Our bodies hold memories and imprints of our past experiences. The trauma at the root of our anxiety, and maladaptive behaviors can’t be resolved without our body finding a way to release these memories and imprints. Sustained healing only happens when our nervous system regains equilibrium. Somatic Experiencing (SE) helps us move beyond the cognitive process of understanding our trauma. It’s a process that reprograms the body’s primitive survival instincts, allowing one to feel a greater sense of connection, safety, and ease in one’s body.
When we think about trauma in our lives, we often refer to an event: Trauma is an event, but it is also the energy that gets locked in your body around real or perceived threat.
The extent to which a person experiences trauma is directly related to their ability to restore a sense of safety in the aftermath of the threatening event. If they’re unable to effectively do that, their nervous system gets stuck in the survival states of fight, flight, or freeze.

——————————

REQUIREMENT:
Pick up the passage on trauma and Somatic Experiencing after its final sentence and carry it forward. The data that follows is unrelated to the passage on trauma and somatic healing.

COLLECTED DATA:
——————————

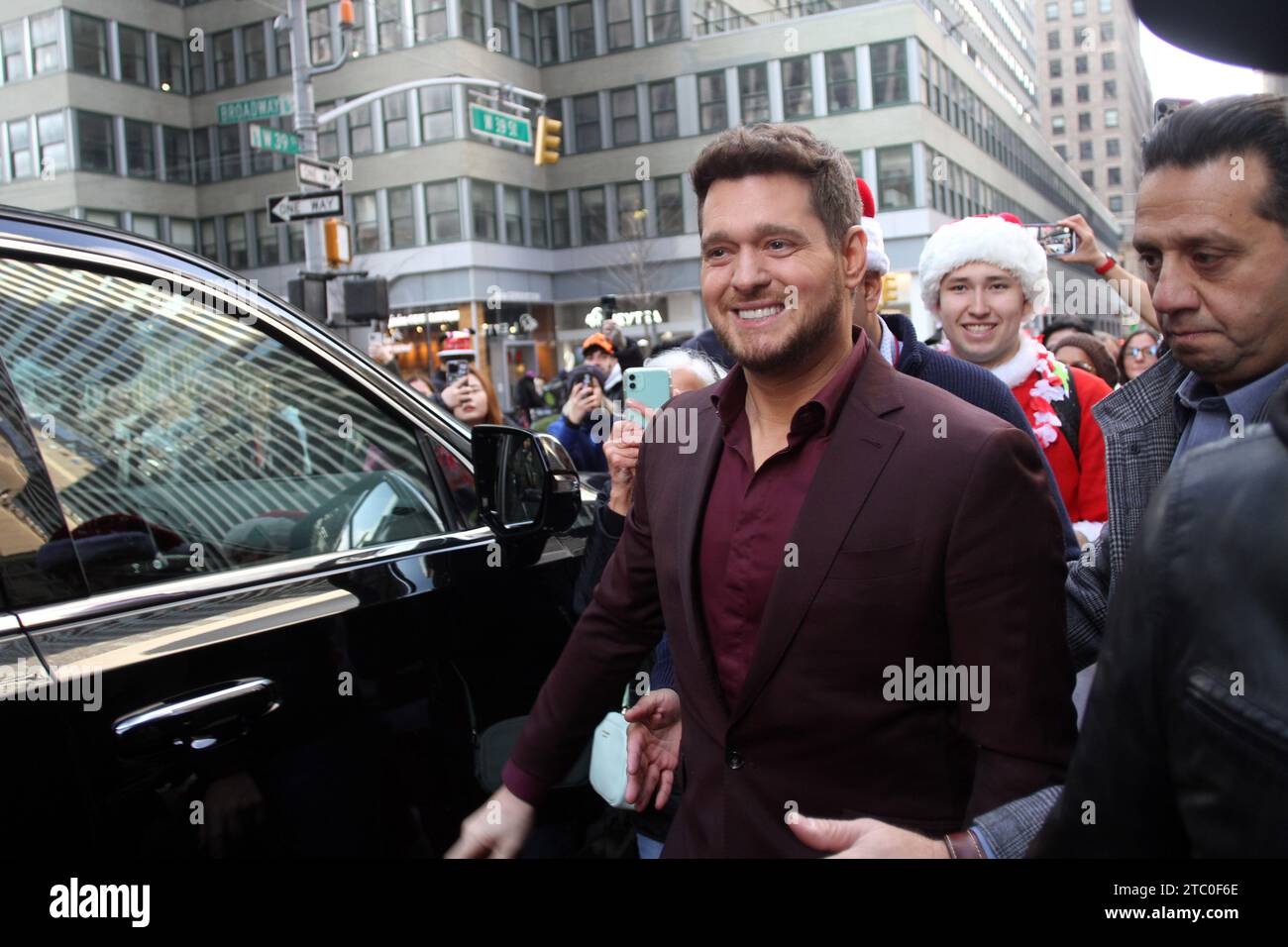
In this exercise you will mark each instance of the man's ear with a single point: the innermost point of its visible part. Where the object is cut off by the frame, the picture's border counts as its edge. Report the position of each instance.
(854, 256)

——————————

ANSWER SECTION:
These survival states are only useful for acute states of threat. When an individual gets stuck in a trauma reaction because they cannot restore their sense of safety, the individual will continually sense danger when danger is not present, or completely shut down and lose capacity to live in the present.
Think about your own experiences, have you ever found yourself over-reacting to a situation for no obvious reason? This is often due to the unresolved trauma from the past that is locked in your nervous system.
To illustrate this, let’s think of our brains always acting in two ways: “survival brain” or “safe brain.” In a safe brain state, we are open to learning new information and can see the big picture of a situation. We feel calm, peaceful, curious, and unafraid of making mistakes. When the survival brain is turned on, we are hyper-focused, we feel a sense of threat and cannot tolerate ambiguity.
Fear dominates our decision-making skills, and we often lose our sense of competence.
Safe brain is expansive and life feels vital and joyful. Survival brain creates misperception, ambiguity, and threat. The better we can manage our stress reaction, the easier we can keep out of survival brain. This takes time and effort and requires that we develop a tolerance of uncomfortable sensation in the body.
By growing our ability to tolerate discomfort, we gain the capacity to move through our challenges and the knowledge that we can safely come through the other side of a difficult experience.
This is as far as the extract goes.